Collected data ->
--- START ---
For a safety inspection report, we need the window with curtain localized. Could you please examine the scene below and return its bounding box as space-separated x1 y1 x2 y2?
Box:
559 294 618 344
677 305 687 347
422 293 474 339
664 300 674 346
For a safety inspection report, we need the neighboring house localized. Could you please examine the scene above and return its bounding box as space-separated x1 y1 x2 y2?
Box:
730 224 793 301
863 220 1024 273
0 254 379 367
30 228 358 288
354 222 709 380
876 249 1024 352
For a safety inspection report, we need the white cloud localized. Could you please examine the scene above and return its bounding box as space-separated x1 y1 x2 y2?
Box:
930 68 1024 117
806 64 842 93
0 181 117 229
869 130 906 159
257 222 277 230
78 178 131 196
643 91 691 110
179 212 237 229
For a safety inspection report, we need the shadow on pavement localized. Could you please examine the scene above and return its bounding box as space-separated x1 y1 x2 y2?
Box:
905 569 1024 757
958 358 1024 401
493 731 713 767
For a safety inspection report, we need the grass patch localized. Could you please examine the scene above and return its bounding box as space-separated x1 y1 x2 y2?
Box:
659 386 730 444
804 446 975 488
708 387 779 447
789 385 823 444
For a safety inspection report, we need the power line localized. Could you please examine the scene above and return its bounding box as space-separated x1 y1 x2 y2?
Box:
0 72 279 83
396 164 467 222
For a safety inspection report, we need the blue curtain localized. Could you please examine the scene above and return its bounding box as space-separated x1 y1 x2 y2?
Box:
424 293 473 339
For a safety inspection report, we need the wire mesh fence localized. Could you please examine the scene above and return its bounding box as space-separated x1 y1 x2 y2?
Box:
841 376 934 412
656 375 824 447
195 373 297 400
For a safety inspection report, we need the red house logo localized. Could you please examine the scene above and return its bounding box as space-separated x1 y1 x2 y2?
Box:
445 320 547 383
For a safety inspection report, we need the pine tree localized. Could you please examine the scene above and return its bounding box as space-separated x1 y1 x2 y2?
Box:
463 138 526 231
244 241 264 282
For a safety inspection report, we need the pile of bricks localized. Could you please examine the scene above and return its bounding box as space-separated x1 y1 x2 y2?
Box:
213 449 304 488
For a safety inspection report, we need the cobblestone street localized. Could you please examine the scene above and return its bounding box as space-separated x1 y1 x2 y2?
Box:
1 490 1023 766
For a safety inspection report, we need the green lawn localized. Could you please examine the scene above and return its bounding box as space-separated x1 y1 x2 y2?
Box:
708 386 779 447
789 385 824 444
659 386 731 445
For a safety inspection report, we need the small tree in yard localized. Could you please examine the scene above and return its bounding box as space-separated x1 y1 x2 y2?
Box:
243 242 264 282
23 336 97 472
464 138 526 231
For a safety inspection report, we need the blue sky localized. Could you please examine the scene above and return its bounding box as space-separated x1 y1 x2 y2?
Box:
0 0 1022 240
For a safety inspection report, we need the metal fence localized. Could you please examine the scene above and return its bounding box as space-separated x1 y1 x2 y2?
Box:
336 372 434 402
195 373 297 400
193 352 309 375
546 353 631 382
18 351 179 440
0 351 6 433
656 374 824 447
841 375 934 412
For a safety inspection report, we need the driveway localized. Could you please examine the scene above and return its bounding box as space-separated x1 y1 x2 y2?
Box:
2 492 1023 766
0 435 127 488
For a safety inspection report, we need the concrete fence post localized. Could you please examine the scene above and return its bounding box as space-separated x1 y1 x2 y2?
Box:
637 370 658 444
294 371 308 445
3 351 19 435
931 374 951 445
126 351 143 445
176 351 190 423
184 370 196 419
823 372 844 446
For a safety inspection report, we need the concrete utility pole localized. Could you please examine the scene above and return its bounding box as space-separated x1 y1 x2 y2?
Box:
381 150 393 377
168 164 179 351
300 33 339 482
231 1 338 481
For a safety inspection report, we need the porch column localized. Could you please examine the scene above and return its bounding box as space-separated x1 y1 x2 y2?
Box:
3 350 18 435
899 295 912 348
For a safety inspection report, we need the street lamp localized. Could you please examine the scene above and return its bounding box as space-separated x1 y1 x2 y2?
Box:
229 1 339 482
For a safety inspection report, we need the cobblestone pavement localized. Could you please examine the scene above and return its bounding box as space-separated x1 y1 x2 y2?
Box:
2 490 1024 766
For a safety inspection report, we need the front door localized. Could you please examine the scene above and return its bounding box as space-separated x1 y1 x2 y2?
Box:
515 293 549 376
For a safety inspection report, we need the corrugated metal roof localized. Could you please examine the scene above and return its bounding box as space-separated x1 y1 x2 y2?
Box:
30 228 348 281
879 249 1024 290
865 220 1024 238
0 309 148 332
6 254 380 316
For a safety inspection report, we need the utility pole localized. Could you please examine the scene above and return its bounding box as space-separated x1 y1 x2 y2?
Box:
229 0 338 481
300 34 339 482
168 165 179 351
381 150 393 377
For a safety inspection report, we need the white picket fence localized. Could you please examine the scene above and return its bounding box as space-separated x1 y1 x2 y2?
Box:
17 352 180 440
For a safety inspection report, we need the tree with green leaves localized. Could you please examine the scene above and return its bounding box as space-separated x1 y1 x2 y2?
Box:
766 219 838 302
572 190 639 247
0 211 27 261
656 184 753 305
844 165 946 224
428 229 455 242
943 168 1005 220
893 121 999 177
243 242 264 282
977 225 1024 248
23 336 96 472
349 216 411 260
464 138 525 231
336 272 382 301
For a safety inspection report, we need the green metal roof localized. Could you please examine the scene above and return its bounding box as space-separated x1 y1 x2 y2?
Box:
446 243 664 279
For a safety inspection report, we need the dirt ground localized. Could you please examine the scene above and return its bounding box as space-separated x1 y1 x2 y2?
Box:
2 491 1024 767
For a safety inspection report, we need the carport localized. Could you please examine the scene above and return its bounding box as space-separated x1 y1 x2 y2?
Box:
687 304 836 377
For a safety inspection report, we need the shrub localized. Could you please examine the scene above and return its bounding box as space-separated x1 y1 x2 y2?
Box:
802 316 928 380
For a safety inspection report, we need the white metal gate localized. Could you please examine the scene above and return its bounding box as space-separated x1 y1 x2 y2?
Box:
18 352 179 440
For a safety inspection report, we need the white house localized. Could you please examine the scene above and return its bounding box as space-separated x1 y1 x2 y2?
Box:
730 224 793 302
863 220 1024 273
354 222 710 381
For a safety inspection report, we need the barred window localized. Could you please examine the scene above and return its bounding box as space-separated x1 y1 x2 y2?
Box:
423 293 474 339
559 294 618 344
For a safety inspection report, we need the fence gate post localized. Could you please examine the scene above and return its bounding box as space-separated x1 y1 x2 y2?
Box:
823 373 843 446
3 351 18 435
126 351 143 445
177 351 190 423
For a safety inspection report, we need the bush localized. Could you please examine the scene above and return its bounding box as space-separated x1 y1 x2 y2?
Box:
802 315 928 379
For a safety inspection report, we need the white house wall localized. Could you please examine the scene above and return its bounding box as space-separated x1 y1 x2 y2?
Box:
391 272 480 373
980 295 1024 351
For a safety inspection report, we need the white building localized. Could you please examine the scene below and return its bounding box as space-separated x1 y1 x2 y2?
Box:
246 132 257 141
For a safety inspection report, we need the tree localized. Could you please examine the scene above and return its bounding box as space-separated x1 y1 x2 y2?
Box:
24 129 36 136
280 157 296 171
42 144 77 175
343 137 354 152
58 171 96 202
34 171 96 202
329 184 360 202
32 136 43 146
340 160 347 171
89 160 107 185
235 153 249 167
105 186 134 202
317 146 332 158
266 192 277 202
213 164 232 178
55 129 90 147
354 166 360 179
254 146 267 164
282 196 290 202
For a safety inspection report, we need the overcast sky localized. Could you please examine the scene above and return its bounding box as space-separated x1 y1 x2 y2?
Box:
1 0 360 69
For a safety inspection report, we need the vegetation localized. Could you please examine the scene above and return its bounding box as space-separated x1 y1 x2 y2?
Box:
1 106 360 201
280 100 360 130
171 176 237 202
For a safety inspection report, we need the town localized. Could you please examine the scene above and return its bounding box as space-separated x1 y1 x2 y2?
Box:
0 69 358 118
--- END ---
WHAT TO WORK ON -> Starting from the line holding "For a safety inspection report, we need the town", restate the remaining lines of the data word for word, including the last.

OUTPUT FOR THIS TASK ->
For a safety inspection report, we need the town localized. Could you please examine the scene above and return its bounding box as space-separated x1 y1 x2 y2?
Box:
0 69 358 118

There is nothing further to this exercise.